--- start of LISTED RECORDS ---

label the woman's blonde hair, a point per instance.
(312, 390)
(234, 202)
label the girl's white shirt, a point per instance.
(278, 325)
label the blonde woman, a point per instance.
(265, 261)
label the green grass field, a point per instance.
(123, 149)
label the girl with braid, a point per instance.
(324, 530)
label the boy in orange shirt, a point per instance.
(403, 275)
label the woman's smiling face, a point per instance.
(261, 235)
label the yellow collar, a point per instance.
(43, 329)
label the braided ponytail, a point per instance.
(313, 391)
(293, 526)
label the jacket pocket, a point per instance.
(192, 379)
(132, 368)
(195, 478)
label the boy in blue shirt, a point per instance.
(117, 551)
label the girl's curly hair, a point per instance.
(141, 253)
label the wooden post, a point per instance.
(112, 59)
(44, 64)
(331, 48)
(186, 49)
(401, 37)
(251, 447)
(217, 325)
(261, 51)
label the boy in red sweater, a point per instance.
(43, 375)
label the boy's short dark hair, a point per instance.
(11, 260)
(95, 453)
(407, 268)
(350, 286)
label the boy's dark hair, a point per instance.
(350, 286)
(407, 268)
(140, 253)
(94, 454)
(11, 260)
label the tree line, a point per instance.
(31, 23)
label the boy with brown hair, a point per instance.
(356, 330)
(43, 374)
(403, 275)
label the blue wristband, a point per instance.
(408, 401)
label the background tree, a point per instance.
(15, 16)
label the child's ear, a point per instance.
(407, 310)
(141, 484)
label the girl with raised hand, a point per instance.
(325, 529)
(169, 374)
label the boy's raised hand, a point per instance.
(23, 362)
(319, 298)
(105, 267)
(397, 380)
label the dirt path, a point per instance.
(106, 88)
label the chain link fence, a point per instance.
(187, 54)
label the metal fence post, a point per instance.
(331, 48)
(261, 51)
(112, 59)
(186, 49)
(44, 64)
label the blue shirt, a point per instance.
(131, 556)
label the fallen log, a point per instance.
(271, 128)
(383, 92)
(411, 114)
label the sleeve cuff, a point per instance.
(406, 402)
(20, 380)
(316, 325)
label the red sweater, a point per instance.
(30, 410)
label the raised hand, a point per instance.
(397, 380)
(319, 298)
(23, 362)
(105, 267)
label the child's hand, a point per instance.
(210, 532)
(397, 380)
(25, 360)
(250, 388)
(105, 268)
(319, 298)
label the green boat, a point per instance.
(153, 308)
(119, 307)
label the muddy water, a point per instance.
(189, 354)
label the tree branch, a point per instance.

--- end of LISTED RECORDS ---

In this exercise, repeat all entries exactly.

SOLVED PROBLEM:
label the woman's blonde hair, a point per instance.
(312, 390)
(234, 202)
label the girl's white shirt, a point per instance.
(278, 325)
label the blonde woman, a point per instance.
(265, 261)
label the green grass field, a point per instance.
(123, 149)
label the girl with braid, a point per instance.
(324, 530)
label the boy in orange shirt, a point per instance.
(403, 275)
label the woman's smiling face, a point per instance.
(261, 235)
label the yellow collar, a point per instance.
(43, 329)
label the braided ponytail, a point per instance.
(313, 391)
(293, 526)
label the jacket pocket, a point per instance.
(192, 379)
(132, 368)
(195, 478)
label the boy in blue shirt, a point per instance.
(117, 551)
label the girl's curly hair, a point per instance.
(141, 253)
label the wooden post, a point per instance.
(112, 59)
(44, 64)
(331, 48)
(186, 49)
(401, 37)
(251, 447)
(217, 325)
(261, 51)
label the boy in red sweater, a point per instance.
(43, 375)
label the boy's short dark hair, a point per instance.
(11, 260)
(95, 453)
(407, 268)
(350, 286)
label the boy's dark hair, a point per instance.
(350, 286)
(407, 268)
(140, 253)
(94, 454)
(11, 260)
label the tree line, a point per instance.
(31, 23)
label the boy with brown hair, a point per instance.
(356, 330)
(43, 374)
(403, 275)
label the blue wristband, a point per instance.
(408, 401)
label the background tree, a point per instance.
(15, 16)
label the child's ear, a point per instance.
(407, 310)
(141, 484)
label the girl with raised hand, a point per instance.
(325, 529)
(169, 374)
label the boy's raised hand, a point per instance.
(23, 362)
(319, 298)
(105, 267)
(397, 380)
label the dirt path, a point per instance.
(106, 88)
label the chain link fence, a point per instance.
(187, 54)
label the metal fence post, a point per instance.
(331, 48)
(261, 51)
(112, 59)
(186, 49)
(44, 64)
label the blue shirt, a point per instance.
(131, 556)
label the fallen log, a point per instance.
(271, 128)
(383, 92)
(411, 114)
label the sleeve cuff, a point per instance.
(406, 402)
(20, 380)
(316, 325)
label the red sweater, a point per instance.
(30, 410)
label the raised hand, a point per instance.
(397, 380)
(319, 298)
(23, 362)
(105, 267)
label the child's hand, a point per instance.
(210, 532)
(397, 380)
(25, 360)
(250, 388)
(105, 268)
(319, 298)
label the green boat, a point per instance.
(153, 308)
(119, 307)
label the muddy water, a point per instance.
(189, 354)
label the tree branch, a point per instance.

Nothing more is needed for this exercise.